→ Aim of the exercise
Could you format every line of the data below as a JSON array of strings, one string per line, with blank lines skipped and the picture markers left out?

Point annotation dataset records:

--

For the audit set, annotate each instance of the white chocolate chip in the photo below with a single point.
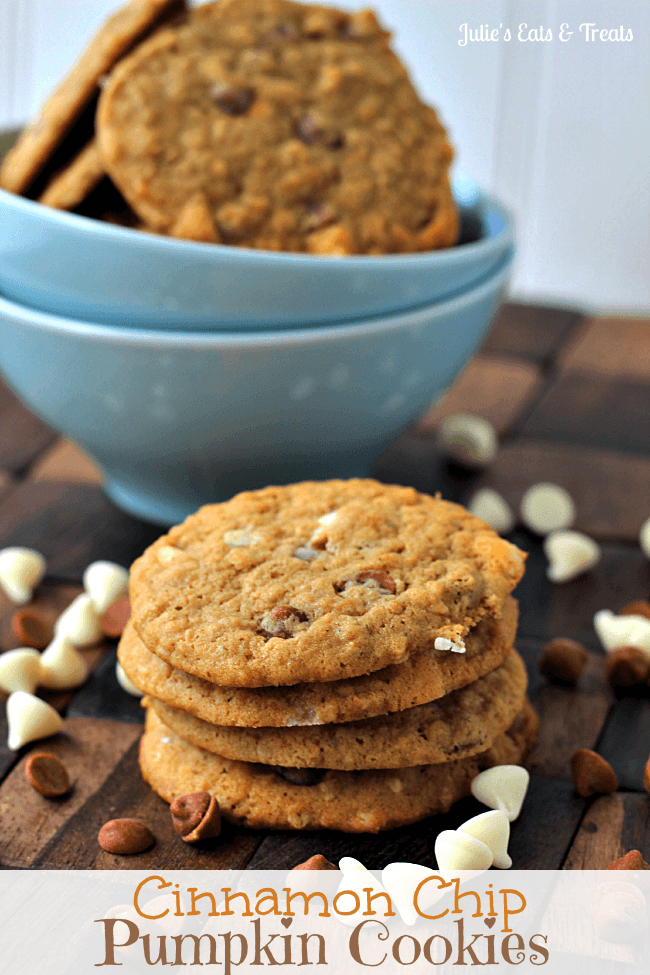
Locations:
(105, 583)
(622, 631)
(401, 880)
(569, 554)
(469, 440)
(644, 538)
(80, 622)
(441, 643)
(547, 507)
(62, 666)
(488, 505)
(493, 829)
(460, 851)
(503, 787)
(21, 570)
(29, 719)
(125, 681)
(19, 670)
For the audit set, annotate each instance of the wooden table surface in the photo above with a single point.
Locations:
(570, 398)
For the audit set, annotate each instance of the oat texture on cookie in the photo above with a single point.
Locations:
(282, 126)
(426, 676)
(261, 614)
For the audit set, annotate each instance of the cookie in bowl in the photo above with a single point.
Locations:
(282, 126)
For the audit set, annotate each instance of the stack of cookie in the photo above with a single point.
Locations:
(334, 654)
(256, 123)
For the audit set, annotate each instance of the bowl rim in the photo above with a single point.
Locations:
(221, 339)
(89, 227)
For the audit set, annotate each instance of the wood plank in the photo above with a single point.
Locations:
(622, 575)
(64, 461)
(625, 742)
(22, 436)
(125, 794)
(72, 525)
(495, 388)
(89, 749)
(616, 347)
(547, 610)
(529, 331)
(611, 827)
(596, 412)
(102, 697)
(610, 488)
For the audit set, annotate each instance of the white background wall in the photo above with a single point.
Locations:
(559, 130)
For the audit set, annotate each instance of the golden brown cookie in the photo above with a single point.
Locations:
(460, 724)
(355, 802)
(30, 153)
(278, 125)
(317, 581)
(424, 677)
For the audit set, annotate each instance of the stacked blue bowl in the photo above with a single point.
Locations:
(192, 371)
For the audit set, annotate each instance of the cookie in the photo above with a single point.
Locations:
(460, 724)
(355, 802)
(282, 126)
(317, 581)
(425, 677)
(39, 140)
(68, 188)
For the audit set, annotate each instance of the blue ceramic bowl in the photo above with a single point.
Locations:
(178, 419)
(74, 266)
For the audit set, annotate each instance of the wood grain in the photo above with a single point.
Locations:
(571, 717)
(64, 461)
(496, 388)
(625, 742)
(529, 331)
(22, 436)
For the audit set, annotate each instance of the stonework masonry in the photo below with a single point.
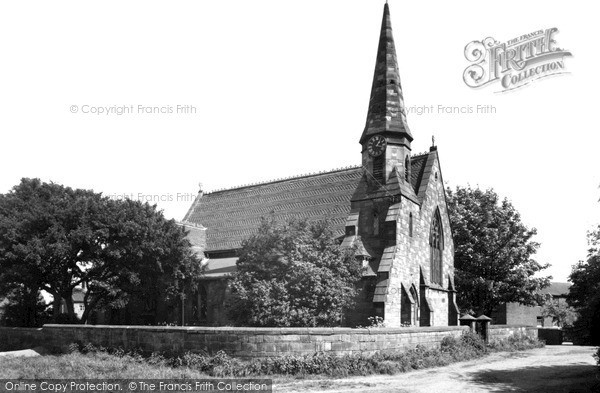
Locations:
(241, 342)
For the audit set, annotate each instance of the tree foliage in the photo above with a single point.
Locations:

--

→ Answer
[
  "For the audit set, annotate each instance of the white chocolate chip in the photo below with a single point.",
  "Locations:",
  "(105, 583)",
  "(622, 631)",
  "(401, 880)",
  "(569, 554)",
  "(469, 440)",
  "(644, 538)",
  "(80, 622)",
  "(441, 643)",
  "(547, 507)",
  "(62, 666)",
  "(488, 505)",
  "(493, 829)",
  "(460, 851)",
  "(503, 787)",
  "(21, 570)",
  "(29, 719)",
  "(125, 681)",
  "(19, 670)",
  "For the audit set, annotate each instance of the wooden table surface in the photo above with a single point.",
  "Locations:",
  "(570, 398)",
  "For the audit set, annotate each instance of the oat texture on cookie in the photo above with a single point.",
  "Locations:",
  "(282, 126)",
  "(426, 676)",
  "(261, 614)",
  "For the audit set, annotate each instance of the cookie in bowl in the photo above with a single point.",
  "Locations:",
  "(282, 126)",
  "For the audit set, annotate each instance of the stack of cookie in the photo above with a single point.",
  "Locations:",
  "(334, 654)",
  "(256, 123)",
  "For the audit set, annotate each instance of the bowl rim in the photo above with a single point.",
  "Locations:",
  "(221, 339)",
  "(89, 227)",
  "For the audit set, annotate each instance of the wood plank in the photo above with a single point.",
  "Locations:",
  "(622, 575)",
  "(64, 461)",
  "(625, 742)",
  "(22, 436)",
  "(125, 794)",
  "(72, 525)",
  "(495, 388)",
  "(89, 749)",
  "(616, 347)",
  "(547, 610)",
  "(529, 331)",
  "(611, 827)",
  "(596, 412)",
  "(102, 697)",
  "(610, 488)",
  "For the audit set, annotate each instance of the white background wall in the photo above with a single point.",
  "Locations:",
  "(559, 130)",
  "For the audit set, annotate each instance of the golden brown cookie in the photo above with a single point.",
  "Locations:",
  "(460, 724)",
  "(355, 802)",
  "(30, 153)",
  "(278, 125)",
  "(317, 581)",
  "(424, 677)",
  "For the audit set, annotate each instance of the stacked blue bowl in the photo above with a single point.",
  "Locations:",
  "(192, 371)",
  "For the audit set, annotate each instance of the cookie in the photo above with a single point.",
  "Locations:",
  "(460, 724)",
  "(355, 802)",
  "(282, 126)",
  "(317, 581)",
  "(425, 677)",
  "(39, 140)",
  "(68, 188)",
  "For the audit set, annotate each instance of the blue ceramic bowl in the photo above with a single point.",
  "Locations:",
  "(178, 419)",
  "(74, 266)",
  "For the audit set, annotate each instance of the wood grain in the photo above with a single point.",
  "Locations:",
  "(571, 717)",
  "(64, 461)",
  "(496, 388)",
  "(625, 742)",
  "(529, 331)",
  "(22, 436)",
  "For the audit set, annotate each instance of the stonework masonry in the photo below with a single point.",
  "Locations:",
  "(241, 342)",
  "For the audit set, annotate each instance of the tree foliage in the photo above with a single point.",
  "Locations:"
]